WORK TO COMPLETE:
Each line from the one holding "Label each instance of the plant" to the last line below must be written out exactly, with no other output.

AVAILABLE RECORDS:
★ ★ ★ ★

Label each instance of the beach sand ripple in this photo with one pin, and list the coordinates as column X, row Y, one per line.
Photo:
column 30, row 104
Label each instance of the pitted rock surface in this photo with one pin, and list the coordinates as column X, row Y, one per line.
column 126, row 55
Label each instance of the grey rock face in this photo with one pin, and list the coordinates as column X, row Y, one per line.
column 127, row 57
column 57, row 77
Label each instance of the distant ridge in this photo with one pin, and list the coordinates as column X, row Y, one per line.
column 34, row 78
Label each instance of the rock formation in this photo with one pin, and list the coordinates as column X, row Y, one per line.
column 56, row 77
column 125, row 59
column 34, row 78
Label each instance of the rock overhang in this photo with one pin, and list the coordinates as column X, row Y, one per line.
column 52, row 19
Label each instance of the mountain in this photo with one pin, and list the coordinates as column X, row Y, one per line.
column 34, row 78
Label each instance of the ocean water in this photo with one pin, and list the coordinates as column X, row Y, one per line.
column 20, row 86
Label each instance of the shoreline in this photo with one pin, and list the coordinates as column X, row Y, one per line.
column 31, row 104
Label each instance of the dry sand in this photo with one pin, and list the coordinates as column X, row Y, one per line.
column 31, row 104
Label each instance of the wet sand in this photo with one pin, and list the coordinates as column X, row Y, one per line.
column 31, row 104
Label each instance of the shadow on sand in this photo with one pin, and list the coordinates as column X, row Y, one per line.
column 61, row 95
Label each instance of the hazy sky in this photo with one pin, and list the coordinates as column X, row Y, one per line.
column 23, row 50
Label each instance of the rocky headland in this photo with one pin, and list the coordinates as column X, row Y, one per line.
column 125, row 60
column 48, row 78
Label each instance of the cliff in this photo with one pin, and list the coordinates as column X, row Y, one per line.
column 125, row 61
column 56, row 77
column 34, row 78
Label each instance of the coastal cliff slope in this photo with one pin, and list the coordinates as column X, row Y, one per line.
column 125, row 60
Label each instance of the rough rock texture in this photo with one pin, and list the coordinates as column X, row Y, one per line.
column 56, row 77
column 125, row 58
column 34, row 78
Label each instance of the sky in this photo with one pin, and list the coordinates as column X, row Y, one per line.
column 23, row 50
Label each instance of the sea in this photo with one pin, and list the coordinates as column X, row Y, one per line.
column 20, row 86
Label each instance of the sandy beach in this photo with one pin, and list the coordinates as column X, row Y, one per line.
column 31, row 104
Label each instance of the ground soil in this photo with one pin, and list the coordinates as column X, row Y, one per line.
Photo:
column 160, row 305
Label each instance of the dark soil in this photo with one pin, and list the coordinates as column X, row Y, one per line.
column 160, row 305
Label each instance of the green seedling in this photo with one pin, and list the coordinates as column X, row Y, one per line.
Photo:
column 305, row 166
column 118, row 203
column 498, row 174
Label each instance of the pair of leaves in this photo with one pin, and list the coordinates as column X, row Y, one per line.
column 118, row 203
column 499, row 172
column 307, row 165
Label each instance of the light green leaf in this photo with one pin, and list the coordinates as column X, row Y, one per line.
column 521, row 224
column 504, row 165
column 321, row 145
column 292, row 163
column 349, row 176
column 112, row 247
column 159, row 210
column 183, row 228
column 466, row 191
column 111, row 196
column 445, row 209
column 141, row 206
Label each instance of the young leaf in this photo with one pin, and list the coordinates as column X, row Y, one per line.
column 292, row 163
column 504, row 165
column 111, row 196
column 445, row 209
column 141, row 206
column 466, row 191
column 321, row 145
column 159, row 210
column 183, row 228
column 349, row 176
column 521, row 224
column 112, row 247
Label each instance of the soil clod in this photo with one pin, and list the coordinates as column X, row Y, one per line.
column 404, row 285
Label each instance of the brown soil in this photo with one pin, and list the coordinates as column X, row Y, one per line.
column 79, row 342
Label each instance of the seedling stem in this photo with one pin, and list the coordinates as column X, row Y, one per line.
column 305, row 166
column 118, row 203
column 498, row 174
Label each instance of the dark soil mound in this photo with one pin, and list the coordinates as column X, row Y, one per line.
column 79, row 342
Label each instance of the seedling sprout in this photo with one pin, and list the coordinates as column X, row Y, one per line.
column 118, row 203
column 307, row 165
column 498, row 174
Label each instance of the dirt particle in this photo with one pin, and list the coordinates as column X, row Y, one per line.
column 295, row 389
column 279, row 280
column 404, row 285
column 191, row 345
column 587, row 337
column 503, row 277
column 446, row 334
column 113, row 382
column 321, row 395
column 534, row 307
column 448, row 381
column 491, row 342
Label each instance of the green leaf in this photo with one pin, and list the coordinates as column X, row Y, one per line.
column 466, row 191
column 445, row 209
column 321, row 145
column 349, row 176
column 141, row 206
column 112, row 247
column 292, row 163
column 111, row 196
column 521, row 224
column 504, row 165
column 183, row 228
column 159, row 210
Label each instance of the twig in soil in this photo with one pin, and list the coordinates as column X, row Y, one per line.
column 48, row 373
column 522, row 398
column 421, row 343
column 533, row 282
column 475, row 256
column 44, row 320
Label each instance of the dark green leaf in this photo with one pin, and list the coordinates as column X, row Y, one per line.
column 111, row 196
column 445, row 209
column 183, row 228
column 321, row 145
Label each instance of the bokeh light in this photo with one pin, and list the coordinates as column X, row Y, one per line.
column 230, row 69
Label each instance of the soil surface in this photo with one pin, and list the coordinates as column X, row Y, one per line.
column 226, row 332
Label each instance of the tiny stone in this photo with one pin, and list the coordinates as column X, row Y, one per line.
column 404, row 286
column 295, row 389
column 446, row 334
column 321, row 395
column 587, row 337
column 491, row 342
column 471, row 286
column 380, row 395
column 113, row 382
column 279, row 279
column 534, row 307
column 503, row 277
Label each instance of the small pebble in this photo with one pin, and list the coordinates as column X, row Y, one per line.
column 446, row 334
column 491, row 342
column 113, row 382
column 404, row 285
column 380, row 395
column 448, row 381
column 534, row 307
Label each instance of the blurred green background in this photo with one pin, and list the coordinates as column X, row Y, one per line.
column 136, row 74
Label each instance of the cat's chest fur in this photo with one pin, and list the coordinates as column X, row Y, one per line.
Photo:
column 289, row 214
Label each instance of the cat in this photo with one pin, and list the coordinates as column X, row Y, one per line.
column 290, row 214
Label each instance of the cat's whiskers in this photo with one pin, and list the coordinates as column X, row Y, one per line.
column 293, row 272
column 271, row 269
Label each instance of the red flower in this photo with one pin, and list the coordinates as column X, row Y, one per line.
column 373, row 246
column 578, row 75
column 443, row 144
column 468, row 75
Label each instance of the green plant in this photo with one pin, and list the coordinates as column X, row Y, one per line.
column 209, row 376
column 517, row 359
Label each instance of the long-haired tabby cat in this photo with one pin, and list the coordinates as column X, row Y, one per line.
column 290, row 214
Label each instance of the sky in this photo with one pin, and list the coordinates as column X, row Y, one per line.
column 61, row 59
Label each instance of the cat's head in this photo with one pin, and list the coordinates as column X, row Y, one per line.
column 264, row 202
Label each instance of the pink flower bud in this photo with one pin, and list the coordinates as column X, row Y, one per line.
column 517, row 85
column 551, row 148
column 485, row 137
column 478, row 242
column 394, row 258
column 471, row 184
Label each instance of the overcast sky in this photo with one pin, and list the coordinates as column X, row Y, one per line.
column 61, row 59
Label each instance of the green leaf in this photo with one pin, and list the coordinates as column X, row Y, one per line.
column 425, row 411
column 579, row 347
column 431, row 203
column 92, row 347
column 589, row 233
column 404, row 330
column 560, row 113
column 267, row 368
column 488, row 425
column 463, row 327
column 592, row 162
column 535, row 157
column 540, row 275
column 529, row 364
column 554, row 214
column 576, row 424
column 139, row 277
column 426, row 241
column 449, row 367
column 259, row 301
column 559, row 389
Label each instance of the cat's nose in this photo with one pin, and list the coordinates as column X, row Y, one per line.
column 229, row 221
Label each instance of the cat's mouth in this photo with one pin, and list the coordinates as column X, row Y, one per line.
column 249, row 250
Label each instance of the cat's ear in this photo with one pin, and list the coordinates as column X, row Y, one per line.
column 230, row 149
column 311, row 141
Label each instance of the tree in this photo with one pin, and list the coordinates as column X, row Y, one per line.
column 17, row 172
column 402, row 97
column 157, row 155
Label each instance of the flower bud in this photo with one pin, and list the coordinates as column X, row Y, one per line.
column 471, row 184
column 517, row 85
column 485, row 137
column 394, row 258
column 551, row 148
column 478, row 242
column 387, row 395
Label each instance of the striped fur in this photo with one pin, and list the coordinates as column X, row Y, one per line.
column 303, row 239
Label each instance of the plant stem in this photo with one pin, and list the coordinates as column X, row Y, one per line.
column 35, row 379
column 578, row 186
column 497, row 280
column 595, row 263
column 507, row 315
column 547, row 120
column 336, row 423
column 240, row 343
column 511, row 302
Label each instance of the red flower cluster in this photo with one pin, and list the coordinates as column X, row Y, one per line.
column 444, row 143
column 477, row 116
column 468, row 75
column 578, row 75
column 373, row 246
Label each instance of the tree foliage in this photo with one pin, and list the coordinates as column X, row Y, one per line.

★ ★ ★ ★

YOUR SOLUTION:
Label each instance of the plant stem in this photo with one pin, and list the coordinates as column X, row Y, one per line.
column 35, row 379
column 578, row 186
column 497, row 280
column 595, row 263
column 507, row 315
column 547, row 120
column 336, row 423
column 240, row 343
column 511, row 302
Label each instance of the red flower cluster in this photo with one pin, and list the coordinates as column X, row Y, one per line.
column 444, row 143
column 477, row 116
column 468, row 75
column 578, row 75
column 373, row 246
Label each instance of the tree foliage in this photo with one pin, and list the coordinates as column X, row Y, one per line.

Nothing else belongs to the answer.